*Task directions*
Express the records below as a two-column CSV with the columns phrase and points, one row per record. Put each record's text and its answer in their own quoted fields, with line breaks turned into spaces, beginning at the start of the records and stopping after the line that has "x=827 y=837".

— Start —

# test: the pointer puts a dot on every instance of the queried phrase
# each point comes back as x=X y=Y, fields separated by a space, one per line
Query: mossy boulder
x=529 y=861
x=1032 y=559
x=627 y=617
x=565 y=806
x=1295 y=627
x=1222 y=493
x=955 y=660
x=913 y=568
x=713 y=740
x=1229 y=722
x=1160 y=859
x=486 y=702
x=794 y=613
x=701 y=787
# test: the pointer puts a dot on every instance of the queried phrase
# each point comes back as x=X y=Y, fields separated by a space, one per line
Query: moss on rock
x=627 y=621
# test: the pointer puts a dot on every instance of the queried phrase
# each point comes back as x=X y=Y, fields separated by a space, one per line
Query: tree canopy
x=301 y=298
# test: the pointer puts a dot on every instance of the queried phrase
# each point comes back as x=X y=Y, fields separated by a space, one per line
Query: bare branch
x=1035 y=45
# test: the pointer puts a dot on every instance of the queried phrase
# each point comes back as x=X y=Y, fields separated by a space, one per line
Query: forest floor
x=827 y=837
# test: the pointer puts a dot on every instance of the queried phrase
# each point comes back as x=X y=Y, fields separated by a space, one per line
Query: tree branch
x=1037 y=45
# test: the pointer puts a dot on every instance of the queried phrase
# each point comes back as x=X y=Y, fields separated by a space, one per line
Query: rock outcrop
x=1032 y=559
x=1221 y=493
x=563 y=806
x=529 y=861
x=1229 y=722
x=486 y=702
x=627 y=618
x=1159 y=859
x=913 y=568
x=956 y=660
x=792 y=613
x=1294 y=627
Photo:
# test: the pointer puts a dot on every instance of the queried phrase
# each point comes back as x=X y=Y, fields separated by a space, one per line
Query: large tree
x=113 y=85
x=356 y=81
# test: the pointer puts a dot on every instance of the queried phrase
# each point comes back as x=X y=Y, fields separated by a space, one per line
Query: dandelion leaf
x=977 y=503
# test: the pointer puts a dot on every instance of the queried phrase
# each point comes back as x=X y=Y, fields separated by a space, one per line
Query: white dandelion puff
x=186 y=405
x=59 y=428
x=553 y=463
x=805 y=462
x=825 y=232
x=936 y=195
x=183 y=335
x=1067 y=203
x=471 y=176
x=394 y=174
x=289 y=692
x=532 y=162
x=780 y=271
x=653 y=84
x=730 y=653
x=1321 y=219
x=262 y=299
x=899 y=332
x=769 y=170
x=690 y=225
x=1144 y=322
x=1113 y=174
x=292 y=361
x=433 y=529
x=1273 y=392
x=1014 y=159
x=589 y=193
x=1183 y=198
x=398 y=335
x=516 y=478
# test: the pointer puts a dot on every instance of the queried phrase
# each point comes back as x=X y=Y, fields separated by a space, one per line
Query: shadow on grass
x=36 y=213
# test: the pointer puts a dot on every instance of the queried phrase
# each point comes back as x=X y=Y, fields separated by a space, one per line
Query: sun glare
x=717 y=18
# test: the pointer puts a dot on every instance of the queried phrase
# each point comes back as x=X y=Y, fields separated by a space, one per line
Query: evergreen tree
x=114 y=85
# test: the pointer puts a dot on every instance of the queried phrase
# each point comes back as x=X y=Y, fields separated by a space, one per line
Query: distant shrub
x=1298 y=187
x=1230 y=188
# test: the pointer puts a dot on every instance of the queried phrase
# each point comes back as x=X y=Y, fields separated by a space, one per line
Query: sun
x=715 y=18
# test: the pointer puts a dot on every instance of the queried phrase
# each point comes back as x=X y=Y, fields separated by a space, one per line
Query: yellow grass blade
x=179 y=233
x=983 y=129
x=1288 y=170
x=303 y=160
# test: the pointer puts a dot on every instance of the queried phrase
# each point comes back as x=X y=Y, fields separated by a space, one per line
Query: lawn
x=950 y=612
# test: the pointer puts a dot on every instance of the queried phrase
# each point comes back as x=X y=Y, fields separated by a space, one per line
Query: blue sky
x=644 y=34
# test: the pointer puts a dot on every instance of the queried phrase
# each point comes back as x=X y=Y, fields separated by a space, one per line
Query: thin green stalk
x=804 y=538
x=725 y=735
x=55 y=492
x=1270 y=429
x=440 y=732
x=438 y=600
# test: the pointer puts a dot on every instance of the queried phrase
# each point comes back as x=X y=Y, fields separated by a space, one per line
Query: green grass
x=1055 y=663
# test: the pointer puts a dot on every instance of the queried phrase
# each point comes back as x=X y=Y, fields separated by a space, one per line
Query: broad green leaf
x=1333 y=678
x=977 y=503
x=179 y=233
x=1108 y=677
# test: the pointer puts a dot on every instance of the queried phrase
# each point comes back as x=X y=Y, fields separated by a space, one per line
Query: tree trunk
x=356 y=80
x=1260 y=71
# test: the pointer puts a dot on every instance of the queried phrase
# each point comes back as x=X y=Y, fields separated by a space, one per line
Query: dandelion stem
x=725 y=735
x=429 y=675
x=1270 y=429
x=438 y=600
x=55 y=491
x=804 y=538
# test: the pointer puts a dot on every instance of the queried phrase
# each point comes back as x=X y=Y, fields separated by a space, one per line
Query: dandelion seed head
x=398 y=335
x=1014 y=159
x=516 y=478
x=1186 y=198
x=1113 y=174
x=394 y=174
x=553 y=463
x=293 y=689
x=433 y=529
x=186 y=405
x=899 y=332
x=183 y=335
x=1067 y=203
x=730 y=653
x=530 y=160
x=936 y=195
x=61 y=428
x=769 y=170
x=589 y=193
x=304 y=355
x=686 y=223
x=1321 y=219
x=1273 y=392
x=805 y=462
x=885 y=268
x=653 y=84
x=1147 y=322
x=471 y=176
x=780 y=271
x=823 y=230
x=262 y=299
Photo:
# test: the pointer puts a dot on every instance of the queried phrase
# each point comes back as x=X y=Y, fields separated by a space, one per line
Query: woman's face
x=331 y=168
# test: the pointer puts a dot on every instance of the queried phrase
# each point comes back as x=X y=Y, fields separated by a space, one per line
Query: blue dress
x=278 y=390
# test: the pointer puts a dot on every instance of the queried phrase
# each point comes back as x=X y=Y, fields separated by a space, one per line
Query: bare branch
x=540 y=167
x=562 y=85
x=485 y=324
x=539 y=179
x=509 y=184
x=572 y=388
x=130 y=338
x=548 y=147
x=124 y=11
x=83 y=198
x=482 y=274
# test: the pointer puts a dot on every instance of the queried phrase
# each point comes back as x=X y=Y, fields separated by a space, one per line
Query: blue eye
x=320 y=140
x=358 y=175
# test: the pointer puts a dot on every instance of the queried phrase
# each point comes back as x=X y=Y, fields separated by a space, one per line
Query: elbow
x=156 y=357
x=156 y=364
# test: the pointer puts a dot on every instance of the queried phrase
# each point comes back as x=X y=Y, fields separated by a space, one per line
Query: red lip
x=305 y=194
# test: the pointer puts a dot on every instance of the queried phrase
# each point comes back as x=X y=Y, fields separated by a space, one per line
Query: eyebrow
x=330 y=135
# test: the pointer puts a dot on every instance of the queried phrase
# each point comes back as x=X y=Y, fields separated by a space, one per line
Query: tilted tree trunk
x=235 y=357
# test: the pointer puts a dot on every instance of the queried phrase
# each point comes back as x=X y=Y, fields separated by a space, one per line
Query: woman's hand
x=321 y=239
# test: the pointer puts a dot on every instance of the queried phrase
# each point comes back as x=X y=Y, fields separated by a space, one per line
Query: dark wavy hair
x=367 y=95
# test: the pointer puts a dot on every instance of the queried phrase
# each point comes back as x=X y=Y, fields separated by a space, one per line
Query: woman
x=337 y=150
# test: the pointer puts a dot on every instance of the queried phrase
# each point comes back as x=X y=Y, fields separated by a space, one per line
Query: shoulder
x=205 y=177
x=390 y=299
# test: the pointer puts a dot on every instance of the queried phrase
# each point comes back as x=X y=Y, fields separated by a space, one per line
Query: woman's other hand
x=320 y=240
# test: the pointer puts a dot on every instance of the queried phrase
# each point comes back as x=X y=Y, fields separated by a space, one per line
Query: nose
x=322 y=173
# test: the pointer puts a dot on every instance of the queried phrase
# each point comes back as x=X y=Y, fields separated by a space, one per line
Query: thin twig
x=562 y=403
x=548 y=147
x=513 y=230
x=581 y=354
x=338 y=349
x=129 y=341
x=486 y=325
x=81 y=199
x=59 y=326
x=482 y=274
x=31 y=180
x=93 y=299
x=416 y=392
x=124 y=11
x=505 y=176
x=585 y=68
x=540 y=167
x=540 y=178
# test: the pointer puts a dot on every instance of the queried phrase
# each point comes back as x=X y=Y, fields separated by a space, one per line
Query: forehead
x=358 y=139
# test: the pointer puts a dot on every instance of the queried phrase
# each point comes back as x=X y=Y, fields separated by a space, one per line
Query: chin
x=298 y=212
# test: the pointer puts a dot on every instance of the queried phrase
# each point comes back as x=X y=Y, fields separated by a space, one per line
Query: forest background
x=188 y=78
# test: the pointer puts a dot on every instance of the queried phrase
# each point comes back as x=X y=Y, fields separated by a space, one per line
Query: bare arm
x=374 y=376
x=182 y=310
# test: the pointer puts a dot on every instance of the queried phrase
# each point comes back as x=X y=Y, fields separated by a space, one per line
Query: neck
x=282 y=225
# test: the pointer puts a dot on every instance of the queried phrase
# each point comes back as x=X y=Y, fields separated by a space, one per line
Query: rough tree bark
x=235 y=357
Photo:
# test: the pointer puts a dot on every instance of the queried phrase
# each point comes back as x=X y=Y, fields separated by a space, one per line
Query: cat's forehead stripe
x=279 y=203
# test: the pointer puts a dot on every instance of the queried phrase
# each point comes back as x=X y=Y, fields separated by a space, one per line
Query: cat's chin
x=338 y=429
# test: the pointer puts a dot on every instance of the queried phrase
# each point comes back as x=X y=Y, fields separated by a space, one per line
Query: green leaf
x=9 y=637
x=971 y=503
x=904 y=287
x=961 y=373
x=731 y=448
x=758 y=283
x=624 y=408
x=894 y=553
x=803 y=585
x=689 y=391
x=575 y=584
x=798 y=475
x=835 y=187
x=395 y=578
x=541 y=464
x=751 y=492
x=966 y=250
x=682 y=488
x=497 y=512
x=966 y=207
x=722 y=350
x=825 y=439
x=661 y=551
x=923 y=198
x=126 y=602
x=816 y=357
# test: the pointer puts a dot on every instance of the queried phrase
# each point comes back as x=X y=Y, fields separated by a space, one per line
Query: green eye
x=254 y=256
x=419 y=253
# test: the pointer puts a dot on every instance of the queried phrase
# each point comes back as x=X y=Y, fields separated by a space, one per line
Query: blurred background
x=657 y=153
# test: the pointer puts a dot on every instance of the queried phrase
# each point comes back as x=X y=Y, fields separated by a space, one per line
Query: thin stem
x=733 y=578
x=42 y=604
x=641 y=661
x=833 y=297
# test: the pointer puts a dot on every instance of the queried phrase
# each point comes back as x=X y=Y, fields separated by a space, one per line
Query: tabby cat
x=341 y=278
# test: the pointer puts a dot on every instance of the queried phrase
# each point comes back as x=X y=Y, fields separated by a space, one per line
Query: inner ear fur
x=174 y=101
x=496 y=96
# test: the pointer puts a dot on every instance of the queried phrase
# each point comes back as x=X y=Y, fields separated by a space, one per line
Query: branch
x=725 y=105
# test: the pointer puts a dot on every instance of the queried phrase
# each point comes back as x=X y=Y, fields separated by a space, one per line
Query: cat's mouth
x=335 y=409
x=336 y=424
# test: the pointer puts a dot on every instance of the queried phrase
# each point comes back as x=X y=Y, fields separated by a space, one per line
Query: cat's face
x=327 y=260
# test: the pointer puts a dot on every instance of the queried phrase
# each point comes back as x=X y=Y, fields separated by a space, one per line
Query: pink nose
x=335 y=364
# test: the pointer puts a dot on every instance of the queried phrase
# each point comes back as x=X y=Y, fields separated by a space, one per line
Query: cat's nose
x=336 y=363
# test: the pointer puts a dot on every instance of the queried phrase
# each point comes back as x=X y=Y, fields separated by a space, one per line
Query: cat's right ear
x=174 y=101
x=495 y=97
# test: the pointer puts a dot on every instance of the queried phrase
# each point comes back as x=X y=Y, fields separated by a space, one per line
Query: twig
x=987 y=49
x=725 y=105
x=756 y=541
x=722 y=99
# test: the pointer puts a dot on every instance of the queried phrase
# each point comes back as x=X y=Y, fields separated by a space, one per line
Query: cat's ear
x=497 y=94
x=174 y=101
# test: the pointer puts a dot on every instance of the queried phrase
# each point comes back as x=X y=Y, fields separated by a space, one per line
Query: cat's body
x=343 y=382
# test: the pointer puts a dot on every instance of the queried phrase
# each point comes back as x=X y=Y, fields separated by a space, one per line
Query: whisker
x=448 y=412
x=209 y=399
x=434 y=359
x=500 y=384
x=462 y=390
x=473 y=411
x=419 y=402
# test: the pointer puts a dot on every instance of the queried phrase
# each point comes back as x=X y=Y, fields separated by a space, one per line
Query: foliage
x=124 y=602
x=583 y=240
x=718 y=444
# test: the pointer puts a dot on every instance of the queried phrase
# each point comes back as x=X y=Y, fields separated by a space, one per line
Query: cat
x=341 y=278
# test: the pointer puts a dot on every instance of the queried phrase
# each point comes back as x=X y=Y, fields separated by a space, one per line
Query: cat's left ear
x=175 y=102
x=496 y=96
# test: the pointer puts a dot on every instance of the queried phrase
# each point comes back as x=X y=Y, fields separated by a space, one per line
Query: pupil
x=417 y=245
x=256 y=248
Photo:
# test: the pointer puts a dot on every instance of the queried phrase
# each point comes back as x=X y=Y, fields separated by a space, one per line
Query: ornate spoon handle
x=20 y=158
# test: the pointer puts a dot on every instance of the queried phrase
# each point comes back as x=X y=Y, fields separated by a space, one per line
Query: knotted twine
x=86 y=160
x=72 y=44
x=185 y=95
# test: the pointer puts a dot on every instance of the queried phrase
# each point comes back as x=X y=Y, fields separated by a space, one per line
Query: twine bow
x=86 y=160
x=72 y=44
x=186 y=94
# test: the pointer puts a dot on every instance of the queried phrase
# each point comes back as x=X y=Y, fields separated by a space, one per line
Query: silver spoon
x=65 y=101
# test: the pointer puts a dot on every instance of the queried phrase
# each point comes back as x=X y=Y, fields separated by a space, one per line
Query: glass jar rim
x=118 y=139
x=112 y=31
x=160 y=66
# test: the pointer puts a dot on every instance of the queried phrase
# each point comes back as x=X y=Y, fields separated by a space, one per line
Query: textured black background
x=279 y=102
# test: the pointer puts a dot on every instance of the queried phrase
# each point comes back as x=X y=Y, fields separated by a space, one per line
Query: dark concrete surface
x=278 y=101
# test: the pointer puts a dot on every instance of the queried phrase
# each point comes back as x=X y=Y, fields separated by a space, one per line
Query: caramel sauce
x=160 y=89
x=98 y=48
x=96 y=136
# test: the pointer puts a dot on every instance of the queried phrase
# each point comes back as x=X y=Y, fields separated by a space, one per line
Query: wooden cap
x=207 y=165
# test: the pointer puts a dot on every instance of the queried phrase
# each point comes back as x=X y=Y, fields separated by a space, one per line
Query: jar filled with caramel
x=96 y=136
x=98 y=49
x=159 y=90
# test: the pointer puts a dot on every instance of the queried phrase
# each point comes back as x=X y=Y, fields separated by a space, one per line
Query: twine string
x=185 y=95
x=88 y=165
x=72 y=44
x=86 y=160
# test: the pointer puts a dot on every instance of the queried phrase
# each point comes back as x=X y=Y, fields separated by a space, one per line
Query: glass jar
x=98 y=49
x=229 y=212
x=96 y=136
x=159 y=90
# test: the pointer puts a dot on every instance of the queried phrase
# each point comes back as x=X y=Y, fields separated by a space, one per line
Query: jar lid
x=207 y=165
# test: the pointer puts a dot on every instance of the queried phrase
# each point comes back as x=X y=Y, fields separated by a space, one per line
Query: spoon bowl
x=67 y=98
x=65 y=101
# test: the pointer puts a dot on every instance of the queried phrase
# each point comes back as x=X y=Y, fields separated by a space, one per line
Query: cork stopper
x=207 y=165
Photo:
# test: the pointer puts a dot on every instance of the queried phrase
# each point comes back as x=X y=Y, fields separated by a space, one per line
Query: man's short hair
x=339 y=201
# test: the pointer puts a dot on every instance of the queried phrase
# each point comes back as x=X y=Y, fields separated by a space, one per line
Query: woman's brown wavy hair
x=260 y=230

— End —

*Result*
phrase,points
"# test: the pointer puts a dot on every instance of the queried phrase # each point comes back as x=X y=Y, fields separated by a space, one per line Query: mossy boulder","x=529 y=861 x=1032 y=559 x=627 y=617 x=565 y=806 x=1295 y=627 x=1222 y=493 x=955 y=660 x=913 y=568 x=713 y=740 x=1229 y=722 x=1160 y=859 x=486 y=702 x=794 y=613 x=701 y=787"
"# test: the pointer puts a dot on every instance of the queried phrase # each point comes back as x=X y=Y, fields separated by a space, one per line Query: moss on rock","x=627 y=621"
"# test: the pointer puts a dot on every instance of the queried phrase # each point comes back as x=X y=Y, fields separated by a space, one per line Query: tree canopy","x=301 y=298"
"# test: the pointer puts a dot on every instance of the queried phrase # each point comes back as x=X y=Y, fields separated by a space, one per line Query: bare branch","x=1035 y=45"
"# test: the pointer puts a dot on every instance of the queried phrase # each point comes back as x=X y=Y, fields separated by a space, one per line Query: forest floor","x=827 y=837"